→ **PROBLEM DESCRIPTION**
Please rewrite the records below, from the line holding "Each instance of the girl's nose" through the end of the records, inclusive, with requests kept as they are and 67 added to both numbers of every coordinate pair in the answers. Give only those lines.

* * *

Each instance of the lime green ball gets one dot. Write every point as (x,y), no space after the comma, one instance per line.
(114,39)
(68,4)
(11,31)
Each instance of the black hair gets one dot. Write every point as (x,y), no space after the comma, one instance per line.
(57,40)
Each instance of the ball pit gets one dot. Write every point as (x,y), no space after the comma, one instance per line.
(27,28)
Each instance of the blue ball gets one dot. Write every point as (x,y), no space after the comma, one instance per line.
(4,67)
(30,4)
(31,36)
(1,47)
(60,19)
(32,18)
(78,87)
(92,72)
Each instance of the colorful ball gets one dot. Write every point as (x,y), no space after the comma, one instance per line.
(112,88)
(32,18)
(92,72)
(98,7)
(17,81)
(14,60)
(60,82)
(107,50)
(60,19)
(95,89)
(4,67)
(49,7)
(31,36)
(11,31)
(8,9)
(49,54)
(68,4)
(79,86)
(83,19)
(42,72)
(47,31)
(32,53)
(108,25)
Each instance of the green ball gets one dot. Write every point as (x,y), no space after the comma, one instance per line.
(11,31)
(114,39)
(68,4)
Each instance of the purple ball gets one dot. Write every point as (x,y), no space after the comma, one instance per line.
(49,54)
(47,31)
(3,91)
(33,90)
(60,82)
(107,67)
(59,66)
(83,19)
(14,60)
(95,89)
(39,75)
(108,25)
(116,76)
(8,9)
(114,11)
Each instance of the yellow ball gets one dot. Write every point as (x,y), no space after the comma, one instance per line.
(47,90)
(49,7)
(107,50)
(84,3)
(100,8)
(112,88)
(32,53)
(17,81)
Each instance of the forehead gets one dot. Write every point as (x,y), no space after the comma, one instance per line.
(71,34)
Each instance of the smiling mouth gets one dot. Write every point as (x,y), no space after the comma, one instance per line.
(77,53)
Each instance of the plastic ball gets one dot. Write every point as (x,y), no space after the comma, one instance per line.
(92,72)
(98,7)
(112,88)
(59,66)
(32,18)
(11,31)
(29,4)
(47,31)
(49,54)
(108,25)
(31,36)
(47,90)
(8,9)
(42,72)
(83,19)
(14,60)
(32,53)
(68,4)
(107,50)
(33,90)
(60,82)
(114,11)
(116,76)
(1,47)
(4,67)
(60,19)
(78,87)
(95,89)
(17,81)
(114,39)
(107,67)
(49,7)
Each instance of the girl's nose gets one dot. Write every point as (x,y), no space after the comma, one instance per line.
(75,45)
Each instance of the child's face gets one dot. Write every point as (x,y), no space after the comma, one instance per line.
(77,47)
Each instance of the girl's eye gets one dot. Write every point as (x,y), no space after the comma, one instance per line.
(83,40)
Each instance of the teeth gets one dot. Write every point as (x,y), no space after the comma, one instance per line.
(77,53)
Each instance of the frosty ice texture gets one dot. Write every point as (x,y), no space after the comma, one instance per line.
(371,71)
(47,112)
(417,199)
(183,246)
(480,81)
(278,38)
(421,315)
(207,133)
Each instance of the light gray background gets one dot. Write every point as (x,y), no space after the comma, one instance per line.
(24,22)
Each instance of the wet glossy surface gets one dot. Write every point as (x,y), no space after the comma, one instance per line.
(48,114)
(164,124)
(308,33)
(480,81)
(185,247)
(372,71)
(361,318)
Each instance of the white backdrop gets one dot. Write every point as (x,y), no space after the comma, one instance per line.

* * *

→ **RESPONSE BELOW**
Each instance of the girl's nose gets one dot. Write every point as (x,y), no space after the comma, one instance per line.
(142,112)
Each instance of the child's face gets one dot. Write every point as (x,y), no space after the comma, one instance per line.
(144,114)
Each instance of the girl's eye gets one dot. Write every point as (x,y), no space after the comma, one instance per line.
(150,107)
Each instance of the teeth gets one dot. Write every point as (x,y), no space after the comma, one instance per line.
(144,120)
Each instance of the frosty ice texture gets one dot. Write every point as (x,y), no space after the comma, one instance per line.
(438,138)
(114,179)
(484,266)
(250,313)
(547,148)
(345,105)
(488,382)
(274,200)
Each instance of the light gray background gets one dot. Write every point as (x,y), no space after the comma, one instance per line.
(91,89)
Each instance of the wet glossy surface gets one dot. Write every point as (x,y), no space after the comma, one instance per line.
(115,181)
(231,191)
(375,100)
(547,148)
(252,314)
(439,138)
(428,385)
Each instance of the white backdrop gets one dot. Write every point as (x,y), no space after the comma, one instance per line.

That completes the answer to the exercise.